* [Data for this task]:
Start
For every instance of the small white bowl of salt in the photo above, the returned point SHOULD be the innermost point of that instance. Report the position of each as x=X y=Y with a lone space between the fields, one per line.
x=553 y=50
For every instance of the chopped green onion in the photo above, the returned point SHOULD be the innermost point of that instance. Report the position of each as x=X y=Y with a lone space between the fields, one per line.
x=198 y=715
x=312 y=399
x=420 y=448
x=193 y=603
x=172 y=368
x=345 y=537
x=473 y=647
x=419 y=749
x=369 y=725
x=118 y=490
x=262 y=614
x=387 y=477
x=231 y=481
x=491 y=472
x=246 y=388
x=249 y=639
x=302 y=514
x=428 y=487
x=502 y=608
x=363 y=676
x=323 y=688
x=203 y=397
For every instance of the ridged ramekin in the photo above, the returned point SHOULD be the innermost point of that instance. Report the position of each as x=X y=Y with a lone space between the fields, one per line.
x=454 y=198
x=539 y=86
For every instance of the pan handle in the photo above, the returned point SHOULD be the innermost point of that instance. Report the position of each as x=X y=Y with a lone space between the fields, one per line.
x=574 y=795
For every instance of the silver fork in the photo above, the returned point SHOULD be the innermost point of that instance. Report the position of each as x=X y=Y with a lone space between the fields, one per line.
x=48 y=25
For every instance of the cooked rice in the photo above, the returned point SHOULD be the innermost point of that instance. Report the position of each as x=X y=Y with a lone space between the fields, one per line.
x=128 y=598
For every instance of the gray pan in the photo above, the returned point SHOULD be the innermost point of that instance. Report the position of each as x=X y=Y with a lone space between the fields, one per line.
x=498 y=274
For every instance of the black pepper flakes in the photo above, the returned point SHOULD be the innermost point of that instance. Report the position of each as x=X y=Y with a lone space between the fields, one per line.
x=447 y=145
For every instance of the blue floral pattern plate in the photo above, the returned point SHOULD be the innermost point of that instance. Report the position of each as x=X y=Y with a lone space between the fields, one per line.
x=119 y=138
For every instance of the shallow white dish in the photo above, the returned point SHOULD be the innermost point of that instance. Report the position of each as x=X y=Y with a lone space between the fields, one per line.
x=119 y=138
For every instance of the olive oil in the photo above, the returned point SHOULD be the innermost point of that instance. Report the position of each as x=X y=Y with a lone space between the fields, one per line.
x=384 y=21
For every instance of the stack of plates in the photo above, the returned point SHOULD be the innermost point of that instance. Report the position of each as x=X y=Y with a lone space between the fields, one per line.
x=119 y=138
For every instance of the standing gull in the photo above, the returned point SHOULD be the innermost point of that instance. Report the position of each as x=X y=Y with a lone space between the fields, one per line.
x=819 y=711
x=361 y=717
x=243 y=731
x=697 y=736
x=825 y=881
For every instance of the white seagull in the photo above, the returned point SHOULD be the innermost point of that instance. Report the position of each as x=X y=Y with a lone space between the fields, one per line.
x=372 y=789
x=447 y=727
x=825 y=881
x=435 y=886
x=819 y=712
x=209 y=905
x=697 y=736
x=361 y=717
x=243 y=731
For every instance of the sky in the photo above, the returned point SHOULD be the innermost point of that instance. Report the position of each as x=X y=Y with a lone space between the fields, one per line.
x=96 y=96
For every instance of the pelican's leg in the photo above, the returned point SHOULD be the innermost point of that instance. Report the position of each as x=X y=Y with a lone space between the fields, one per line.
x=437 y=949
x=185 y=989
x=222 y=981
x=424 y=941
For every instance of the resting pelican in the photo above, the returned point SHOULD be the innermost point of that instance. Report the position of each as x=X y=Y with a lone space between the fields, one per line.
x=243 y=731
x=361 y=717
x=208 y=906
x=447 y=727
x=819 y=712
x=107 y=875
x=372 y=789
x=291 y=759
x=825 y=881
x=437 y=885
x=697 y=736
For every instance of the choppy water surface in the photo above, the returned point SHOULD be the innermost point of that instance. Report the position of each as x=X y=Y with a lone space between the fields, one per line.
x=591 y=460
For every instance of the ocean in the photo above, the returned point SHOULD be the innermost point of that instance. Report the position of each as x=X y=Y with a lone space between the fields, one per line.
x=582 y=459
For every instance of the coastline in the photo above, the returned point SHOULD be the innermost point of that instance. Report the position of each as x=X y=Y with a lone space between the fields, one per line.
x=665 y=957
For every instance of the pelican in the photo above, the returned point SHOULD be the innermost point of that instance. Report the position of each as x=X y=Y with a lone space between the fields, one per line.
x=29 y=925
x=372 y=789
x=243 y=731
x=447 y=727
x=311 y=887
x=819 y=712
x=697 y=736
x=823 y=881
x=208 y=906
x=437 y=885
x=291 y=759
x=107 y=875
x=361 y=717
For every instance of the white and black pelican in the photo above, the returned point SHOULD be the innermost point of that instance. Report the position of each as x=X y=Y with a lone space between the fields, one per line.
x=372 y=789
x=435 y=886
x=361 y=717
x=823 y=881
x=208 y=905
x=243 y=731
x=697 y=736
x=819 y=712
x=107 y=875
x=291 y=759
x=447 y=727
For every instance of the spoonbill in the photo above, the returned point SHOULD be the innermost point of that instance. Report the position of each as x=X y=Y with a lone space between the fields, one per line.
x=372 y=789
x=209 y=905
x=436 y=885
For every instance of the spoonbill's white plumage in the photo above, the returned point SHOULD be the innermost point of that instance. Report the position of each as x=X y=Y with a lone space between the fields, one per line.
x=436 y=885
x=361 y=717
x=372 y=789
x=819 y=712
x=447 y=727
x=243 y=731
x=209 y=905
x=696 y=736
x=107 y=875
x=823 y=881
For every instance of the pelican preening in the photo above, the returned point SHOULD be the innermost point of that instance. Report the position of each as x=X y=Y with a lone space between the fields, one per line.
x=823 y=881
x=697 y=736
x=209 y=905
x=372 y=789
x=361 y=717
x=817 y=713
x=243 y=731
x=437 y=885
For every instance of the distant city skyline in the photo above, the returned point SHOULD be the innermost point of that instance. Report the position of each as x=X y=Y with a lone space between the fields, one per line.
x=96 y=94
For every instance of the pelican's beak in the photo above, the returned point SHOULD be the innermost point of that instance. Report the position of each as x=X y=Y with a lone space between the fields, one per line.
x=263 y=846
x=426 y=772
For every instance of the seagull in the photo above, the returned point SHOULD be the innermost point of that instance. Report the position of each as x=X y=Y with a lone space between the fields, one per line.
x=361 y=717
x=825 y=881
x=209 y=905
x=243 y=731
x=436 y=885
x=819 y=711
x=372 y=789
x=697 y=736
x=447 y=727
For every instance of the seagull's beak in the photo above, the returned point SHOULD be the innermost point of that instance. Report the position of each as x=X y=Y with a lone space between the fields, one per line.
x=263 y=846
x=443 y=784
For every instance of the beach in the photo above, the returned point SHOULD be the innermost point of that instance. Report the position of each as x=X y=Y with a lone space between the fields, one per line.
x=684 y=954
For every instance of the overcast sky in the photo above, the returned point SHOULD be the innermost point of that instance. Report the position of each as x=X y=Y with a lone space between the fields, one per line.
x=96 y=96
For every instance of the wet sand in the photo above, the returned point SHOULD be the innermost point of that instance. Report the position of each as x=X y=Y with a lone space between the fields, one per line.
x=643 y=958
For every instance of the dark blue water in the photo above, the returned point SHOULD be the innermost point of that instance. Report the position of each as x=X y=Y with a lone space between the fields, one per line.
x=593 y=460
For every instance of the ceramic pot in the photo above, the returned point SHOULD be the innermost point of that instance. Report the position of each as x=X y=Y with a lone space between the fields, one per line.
End
* [Exercise objective]:
Print the items above again, word for word, from the line that contains "For every instance of the overcast" through the end of the items.

* [Task solution]:
For every instance of the overcast sky in the photo above, the returned point SHOULD be the innermost point of that instance. Report the position of each as x=X y=Y with a lone space between the fields, one per line.
x=96 y=96
For every instance of the wet sand in the photo above, the returned point SHOULD be the innermost point of that instance. Report the position of each as x=X y=Y with a lone space between the fields, one per line.
x=643 y=958
For every instance of the dark blue water in the photo above, the returned point SHOULD be the innermost point of that instance. Report the position of each as x=X y=Y with a lone space between the fields, one per line.
x=593 y=460
For every instance of the ceramic pot in the photo above, the returned point SHOULD be the innermost point of that instance. Report the position of each as x=X y=Y with a lone space between the fields, one per line.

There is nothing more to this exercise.